• _WHAT THE EXERCISE ASKS_
Copy out the data word for word. The images are not part of the copy.
----------
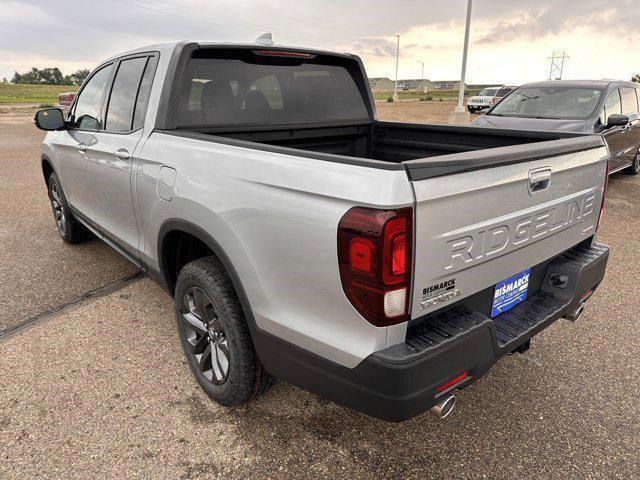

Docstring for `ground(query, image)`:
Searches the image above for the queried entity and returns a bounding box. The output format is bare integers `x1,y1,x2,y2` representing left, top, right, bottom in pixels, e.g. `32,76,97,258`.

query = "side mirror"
34,108,66,131
606,113,630,128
----------
• _ANSWER BOX_
Docstring for `ground(query, image)`:
Searches the image above for the queried entity and returns a bounding box. The output format is bare integers `x1,y1,x2,y2` representing left, top, right, bottom in pixels, e.g. `32,76,97,258`.

query = "side mirror"
34,108,66,131
606,113,630,128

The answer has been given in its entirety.